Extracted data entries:
····················

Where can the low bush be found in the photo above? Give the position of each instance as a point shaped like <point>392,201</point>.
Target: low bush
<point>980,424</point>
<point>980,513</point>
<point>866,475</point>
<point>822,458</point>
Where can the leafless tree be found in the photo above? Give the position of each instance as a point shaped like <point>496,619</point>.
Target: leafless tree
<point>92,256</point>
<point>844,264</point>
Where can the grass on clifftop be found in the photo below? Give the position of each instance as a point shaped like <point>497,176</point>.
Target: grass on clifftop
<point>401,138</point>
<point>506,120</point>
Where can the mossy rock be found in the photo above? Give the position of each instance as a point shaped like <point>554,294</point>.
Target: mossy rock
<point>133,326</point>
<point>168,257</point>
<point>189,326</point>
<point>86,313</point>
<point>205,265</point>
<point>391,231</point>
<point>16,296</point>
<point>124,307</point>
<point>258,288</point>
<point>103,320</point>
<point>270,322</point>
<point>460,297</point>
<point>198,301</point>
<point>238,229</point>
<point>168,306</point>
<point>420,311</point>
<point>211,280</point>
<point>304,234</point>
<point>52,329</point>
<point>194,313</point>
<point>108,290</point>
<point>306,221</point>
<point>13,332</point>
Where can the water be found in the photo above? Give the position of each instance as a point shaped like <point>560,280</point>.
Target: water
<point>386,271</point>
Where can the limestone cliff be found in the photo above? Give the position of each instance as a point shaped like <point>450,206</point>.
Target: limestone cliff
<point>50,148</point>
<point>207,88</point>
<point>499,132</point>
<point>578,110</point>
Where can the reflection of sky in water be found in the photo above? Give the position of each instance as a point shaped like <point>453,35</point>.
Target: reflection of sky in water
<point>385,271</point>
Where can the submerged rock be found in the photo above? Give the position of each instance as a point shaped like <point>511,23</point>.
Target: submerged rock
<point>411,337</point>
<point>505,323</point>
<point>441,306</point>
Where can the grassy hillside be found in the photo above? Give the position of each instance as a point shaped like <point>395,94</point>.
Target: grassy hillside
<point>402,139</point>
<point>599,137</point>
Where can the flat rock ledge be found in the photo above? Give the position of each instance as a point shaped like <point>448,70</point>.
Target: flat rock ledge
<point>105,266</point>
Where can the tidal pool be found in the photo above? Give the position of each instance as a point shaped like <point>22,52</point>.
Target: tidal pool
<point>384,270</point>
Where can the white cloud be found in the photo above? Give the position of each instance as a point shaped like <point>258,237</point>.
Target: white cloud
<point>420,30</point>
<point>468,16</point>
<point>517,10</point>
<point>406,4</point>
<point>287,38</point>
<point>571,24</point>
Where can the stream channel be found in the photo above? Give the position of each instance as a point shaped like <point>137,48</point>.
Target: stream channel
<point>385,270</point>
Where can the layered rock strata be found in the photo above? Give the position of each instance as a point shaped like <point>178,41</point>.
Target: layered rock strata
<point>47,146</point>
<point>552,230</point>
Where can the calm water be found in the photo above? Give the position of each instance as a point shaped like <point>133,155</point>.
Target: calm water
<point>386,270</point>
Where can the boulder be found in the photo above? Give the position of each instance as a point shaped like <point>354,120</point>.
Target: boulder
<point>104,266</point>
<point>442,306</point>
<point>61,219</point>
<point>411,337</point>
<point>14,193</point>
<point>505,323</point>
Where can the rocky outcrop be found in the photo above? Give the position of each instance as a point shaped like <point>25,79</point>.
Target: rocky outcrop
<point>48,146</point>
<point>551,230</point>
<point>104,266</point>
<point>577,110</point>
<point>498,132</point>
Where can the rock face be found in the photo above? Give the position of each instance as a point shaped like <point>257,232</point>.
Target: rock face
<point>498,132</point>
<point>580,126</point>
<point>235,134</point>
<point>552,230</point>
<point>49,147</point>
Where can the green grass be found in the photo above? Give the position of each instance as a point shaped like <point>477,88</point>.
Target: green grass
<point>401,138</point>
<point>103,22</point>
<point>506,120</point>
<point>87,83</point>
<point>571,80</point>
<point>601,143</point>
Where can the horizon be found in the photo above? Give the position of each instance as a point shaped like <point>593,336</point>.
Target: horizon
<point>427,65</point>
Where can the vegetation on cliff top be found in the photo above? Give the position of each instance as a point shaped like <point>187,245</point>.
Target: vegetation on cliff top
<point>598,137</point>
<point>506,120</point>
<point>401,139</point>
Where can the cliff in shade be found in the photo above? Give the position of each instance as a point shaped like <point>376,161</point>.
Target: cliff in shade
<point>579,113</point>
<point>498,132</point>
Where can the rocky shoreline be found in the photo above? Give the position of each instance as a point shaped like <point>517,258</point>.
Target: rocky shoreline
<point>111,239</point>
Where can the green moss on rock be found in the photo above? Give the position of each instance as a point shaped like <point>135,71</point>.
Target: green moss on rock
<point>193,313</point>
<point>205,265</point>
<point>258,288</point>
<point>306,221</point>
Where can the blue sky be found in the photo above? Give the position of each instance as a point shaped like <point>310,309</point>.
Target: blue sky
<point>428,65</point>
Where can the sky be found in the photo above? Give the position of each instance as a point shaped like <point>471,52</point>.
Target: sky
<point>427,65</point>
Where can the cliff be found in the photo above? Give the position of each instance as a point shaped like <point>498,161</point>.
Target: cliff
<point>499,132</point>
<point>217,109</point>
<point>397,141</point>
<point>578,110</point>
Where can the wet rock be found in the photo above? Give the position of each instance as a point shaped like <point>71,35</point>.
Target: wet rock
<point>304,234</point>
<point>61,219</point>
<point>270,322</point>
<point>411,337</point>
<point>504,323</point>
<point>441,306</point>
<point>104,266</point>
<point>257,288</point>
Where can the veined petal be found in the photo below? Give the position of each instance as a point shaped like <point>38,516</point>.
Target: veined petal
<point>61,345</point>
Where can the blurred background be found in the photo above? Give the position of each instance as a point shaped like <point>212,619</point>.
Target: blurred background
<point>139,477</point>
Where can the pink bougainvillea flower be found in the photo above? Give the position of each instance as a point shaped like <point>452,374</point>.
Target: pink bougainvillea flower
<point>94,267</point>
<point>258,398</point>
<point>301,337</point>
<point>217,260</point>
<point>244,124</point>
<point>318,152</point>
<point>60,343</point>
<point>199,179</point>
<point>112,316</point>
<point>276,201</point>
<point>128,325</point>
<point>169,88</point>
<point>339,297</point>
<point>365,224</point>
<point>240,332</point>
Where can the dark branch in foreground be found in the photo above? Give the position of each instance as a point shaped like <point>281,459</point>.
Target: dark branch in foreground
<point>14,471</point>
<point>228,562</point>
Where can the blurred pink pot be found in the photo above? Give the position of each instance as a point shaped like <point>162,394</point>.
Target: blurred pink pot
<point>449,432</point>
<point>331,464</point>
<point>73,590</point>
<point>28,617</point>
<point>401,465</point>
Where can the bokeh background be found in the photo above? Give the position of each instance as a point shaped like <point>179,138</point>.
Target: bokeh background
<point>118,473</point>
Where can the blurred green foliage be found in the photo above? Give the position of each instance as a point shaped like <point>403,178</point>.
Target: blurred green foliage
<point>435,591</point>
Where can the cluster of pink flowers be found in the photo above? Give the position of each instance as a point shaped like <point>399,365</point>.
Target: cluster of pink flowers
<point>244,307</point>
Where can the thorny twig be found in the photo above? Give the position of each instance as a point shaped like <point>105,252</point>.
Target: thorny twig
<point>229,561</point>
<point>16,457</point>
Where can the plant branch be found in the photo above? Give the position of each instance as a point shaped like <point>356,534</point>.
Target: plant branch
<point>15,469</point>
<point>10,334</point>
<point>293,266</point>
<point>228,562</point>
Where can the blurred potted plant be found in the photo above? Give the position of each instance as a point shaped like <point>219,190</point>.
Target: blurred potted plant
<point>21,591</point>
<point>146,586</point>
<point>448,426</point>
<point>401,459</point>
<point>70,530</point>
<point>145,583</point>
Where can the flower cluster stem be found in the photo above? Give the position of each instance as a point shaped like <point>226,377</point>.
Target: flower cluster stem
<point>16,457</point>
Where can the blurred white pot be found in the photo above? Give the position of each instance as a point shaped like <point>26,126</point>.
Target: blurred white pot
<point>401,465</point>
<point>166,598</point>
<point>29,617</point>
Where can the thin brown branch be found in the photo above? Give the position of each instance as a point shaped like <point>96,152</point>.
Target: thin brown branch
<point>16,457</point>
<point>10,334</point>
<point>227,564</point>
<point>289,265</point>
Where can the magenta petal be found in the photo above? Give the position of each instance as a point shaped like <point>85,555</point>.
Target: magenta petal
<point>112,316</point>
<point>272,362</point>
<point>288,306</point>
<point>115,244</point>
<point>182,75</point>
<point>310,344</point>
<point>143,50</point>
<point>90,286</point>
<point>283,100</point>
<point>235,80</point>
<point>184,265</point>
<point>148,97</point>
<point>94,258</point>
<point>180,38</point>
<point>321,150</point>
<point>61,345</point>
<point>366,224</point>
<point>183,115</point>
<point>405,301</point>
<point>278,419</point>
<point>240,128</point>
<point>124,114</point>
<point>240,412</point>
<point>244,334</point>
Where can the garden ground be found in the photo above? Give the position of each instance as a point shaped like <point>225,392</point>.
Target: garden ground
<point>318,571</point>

····················

Search the entries for the string "below" and collect each line that has it.

(Output)
Where can the grass on clifftop be found in the photo below? Give the position of each instance as a point shaped like <point>497,176</point>.
Where can the veined petal be found in the photo below? Give the position of each instance as a point shaped like <point>38,516</point>.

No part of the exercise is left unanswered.